?

Log in

Previous Entry | Next Entry


– Хотелось ли Вам остаться в Америке? Или не было возможности?
Возможность была. Когда я защитилась, то по закону могла еще год оставаться в Штатах, искать работу. Я не стала этого делать по разным причинам. Во-первых, мне хотелось вернуться: была идея, что теперь-то эти новые, несоветские знания можно будет применить. Был конец 1990-х, немного другая эпоха, другая атмосфера, и многие возвращались. Не так давно появился РГГУ, новое дело, в нем хотелось участвовать. А во-вторых, я просто устала. Американское обучение на уровне бакалавриата достаточно легкое, но потом, когда начинается профессиональное обучение, MA и Ph.D., то это такая нагрузка, какой у нас нет. У американских аспирантов считалось, что после защиты диссертации половина ложится в психбольницу с нервным срывом, и в этом была доля правды. Сразу после защиты выходить на рынок и искать место, что тоже сопряжено с дикой нервотрепкой… Я, честно говоря, действительно устала к этому времени.

────────────────

**Задание a:**
Перепишите без изменений строки из записей: от самой первой до строки с "One sample in" включительно.

────────────────

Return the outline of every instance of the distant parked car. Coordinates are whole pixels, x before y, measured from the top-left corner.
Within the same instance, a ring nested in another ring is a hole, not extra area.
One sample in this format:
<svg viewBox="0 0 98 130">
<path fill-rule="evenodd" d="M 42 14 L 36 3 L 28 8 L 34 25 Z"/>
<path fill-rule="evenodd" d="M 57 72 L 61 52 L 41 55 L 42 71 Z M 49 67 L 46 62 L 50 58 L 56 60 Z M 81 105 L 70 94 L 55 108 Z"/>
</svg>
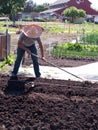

────────────────

**Задание b:**
Сколько ещё можно было по закону оставаться в Штатах после защиты, согласно отрывку из интервью?

**Письменный ответ a:**
Return the outline of every instance of the distant parked car. Coordinates are whole pixels, x before y, measured from the top-left corner.
Within the same instance, a ring nested in another ring is a hole, not extra area.
One sample in this format:

**Письменный ответ b:**
Ещё год.